Excerpts from point annotation data
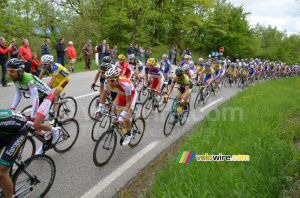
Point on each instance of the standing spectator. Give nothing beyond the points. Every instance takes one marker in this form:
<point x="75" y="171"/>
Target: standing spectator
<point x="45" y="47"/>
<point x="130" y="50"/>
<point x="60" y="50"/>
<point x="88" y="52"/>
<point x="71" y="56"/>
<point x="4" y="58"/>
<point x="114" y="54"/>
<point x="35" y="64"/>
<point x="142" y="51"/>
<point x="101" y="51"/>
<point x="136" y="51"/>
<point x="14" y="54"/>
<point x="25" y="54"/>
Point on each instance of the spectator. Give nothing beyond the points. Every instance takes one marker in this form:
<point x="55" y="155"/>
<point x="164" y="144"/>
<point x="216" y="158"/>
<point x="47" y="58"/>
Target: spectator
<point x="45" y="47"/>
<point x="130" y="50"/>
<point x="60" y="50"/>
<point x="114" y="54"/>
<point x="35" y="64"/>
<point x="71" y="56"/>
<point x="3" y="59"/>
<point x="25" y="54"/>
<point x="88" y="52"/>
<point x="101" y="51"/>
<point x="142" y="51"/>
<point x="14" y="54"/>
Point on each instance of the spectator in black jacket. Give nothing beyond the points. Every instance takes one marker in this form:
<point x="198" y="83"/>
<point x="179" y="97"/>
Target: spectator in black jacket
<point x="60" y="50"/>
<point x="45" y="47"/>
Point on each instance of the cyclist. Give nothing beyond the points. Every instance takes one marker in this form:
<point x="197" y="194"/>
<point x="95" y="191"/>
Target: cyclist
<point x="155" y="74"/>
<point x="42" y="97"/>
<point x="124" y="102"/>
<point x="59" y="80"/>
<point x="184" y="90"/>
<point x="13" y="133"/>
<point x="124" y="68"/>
==
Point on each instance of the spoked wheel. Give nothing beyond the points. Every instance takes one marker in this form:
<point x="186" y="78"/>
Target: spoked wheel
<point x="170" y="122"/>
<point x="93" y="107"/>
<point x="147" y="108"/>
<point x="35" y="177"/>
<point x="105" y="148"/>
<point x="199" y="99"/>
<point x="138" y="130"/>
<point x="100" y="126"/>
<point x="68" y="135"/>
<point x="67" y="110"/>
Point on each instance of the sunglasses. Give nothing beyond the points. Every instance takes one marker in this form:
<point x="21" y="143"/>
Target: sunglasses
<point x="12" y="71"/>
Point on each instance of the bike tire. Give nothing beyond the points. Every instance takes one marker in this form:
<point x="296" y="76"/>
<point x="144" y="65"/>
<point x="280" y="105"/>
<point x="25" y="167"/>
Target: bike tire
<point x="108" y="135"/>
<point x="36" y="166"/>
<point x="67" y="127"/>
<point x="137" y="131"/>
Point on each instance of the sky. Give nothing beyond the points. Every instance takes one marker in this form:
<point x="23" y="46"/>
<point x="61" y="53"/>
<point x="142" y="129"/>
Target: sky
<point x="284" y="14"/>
--
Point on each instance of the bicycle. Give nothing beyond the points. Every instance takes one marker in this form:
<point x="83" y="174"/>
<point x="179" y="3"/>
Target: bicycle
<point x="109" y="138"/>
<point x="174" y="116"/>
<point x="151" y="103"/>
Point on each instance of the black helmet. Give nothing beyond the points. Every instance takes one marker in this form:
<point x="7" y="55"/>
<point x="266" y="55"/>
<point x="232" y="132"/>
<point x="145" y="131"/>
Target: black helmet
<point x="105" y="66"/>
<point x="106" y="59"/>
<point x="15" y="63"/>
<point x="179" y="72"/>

Aim:
Count the lines in the entries above that contain the word "helmet", and give only that number.

Result:
2